### To do
Can you quote exactly the stretch of lines from the one with "Where can you spot the mother's" through the final line of the material, both ends included?

### The data
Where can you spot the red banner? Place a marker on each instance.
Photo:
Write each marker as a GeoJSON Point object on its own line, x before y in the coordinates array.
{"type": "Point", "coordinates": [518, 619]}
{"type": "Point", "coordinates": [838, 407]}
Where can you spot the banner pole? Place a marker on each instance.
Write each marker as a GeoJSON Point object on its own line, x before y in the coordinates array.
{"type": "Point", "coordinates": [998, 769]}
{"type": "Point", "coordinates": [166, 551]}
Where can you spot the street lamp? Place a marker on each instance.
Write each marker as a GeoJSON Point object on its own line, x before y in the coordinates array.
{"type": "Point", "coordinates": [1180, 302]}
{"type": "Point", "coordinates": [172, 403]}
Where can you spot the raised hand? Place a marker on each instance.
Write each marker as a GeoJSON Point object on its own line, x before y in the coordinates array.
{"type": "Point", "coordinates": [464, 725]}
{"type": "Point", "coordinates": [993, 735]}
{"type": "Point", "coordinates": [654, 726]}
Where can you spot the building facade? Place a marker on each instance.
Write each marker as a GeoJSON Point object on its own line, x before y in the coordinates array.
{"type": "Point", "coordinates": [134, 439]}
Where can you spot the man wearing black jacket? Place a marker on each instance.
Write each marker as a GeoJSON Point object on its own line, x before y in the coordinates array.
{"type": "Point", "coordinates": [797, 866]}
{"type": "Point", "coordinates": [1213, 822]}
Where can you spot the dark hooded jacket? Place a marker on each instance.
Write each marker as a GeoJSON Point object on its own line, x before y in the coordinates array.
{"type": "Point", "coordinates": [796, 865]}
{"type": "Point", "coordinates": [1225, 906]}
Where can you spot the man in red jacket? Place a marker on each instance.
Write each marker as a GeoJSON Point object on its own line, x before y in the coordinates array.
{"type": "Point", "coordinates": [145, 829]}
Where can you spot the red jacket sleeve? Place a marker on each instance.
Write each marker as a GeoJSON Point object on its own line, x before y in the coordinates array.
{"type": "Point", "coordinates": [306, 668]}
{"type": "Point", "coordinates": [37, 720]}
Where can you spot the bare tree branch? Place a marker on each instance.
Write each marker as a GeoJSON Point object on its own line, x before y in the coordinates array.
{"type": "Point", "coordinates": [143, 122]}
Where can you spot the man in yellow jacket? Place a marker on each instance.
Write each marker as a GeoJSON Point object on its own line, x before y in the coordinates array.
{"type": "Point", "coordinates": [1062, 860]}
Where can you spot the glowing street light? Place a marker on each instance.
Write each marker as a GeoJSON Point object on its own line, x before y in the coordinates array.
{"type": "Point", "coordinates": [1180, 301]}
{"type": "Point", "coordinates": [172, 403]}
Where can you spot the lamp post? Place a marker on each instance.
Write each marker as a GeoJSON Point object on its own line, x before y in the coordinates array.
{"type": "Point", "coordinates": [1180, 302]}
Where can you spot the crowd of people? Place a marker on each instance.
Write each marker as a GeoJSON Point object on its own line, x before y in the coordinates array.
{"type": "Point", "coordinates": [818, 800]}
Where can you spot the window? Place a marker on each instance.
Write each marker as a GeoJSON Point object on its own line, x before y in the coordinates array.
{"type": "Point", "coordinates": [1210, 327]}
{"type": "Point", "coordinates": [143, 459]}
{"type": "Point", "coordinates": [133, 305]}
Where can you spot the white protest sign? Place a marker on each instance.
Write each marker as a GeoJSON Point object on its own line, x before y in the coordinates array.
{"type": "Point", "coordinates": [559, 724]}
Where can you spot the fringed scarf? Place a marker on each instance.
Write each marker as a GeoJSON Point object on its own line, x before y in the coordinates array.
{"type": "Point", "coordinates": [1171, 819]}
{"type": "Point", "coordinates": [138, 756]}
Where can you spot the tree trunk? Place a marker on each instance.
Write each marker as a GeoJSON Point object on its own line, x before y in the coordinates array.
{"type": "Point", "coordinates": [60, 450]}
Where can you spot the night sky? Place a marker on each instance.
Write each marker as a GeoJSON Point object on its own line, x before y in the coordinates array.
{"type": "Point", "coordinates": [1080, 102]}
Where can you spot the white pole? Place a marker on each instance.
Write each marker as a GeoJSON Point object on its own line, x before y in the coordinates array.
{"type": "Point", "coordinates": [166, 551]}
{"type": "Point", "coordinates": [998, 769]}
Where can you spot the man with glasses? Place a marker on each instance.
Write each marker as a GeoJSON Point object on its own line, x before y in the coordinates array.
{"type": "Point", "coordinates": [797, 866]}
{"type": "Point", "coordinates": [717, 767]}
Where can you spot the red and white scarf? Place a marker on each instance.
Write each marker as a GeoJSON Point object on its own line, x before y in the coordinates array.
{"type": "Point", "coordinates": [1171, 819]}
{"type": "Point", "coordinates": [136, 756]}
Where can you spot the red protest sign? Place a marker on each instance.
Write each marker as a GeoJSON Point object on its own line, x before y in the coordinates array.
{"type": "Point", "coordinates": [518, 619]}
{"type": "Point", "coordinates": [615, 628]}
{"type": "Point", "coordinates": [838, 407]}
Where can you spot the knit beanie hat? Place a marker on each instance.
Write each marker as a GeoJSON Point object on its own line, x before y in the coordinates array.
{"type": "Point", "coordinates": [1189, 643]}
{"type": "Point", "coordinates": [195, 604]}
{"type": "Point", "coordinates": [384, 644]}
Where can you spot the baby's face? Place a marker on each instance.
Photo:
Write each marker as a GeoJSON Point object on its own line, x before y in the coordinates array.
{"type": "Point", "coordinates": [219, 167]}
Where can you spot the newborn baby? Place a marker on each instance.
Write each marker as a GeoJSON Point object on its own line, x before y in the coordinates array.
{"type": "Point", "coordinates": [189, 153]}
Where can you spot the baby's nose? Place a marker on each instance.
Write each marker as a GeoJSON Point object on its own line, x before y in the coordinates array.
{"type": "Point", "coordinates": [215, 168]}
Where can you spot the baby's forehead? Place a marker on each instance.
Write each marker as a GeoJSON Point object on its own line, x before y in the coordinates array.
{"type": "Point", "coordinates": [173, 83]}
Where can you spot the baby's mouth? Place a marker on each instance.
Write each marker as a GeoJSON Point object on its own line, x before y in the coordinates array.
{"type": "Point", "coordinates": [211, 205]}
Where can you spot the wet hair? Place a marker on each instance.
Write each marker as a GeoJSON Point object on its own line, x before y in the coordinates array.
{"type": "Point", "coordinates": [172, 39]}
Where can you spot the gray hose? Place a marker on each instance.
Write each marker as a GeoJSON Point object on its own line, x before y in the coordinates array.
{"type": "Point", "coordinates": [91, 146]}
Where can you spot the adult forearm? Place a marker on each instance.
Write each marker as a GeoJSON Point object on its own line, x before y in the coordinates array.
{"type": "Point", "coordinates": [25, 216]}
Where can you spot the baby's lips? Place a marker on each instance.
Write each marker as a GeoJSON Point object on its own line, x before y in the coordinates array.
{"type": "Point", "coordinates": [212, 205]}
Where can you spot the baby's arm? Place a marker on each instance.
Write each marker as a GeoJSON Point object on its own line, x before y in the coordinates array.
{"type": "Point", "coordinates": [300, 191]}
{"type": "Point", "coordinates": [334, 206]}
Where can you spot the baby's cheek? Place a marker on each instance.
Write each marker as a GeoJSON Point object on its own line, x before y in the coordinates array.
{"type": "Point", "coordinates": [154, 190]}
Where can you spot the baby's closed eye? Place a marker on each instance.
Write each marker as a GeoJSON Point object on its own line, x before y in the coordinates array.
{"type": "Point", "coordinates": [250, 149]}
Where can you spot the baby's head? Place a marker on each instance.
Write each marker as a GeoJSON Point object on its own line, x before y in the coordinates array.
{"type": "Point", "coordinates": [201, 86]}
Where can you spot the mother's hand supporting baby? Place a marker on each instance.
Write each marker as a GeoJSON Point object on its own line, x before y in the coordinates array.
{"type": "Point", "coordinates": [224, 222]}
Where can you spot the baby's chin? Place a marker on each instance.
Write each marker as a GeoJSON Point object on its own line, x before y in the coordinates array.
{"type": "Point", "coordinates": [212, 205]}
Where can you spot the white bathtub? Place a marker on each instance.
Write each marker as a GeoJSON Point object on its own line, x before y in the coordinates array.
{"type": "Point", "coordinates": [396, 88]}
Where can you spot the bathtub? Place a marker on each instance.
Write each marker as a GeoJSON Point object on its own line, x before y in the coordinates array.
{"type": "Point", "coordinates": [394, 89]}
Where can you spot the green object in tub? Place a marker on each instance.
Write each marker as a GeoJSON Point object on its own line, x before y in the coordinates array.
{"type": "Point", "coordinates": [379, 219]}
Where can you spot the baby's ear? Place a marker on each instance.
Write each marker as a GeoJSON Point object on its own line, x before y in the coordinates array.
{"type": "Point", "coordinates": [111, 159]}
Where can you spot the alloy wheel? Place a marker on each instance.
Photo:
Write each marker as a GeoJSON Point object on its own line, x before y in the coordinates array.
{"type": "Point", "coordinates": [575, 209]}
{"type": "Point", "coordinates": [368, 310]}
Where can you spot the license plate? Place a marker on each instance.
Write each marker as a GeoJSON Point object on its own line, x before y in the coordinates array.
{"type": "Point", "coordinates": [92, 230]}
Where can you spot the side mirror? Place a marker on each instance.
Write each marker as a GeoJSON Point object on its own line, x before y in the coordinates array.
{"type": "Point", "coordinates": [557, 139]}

### Output
Where can you spot the mother's hand supporting baby? Place a marker on each instance.
Write each marker as a GeoJSON Point object on its own line, x before y in the coordinates array.
{"type": "Point", "coordinates": [224, 222]}
Where can you spot the baby's chin? Place a marker on each instance.
Write each marker as a GeoJSON Point object on its own line, x before y in the coordinates array.
{"type": "Point", "coordinates": [212, 205]}
Where can you spot the white bathtub? Place a marker on each instance.
Write each marker as a GeoJSON Point object on its own line, x before y in the coordinates array.
{"type": "Point", "coordinates": [396, 88]}
Where can you spot the bathtub? Place a marker on each instance.
Write each marker as a GeoJSON Point object on its own line, x before y in the coordinates array.
{"type": "Point", "coordinates": [394, 89]}
Where can you spot the green object in tub? Place a marker on each instance.
Write each marker as a GeoJSON Point object on its own line, x before y in the coordinates array.
{"type": "Point", "coordinates": [379, 219]}
Where can you spot the baby's ear? Place a marker on each instance.
Write each marker as a GeoJSON Point object on its own line, x before y in the coordinates array.
{"type": "Point", "coordinates": [111, 159]}
Where can you spot the alloy wheel? Place a marker on each instance.
Photo:
Write each marker as a GeoJSON Point object on its own line, x before y in the coordinates array.
{"type": "Point", "coordinates": [575, 209]}
{"type": "Point", "coordinates": [368, 310]}
Where can you spot the license plate? Place a marker on each instance.
Write each marker as a GeoJSON Point object on its own line, x before y in the coordinates array.
{"type": "Point", "coordinates": [92, 230]}
Where can you spot the side mirror? Place a marker on each instance.
Write each marker as a GeoJSON Point object on its own line, x before y in the coordinates array.
{"type": "Point", "coordinates": [557, 139]}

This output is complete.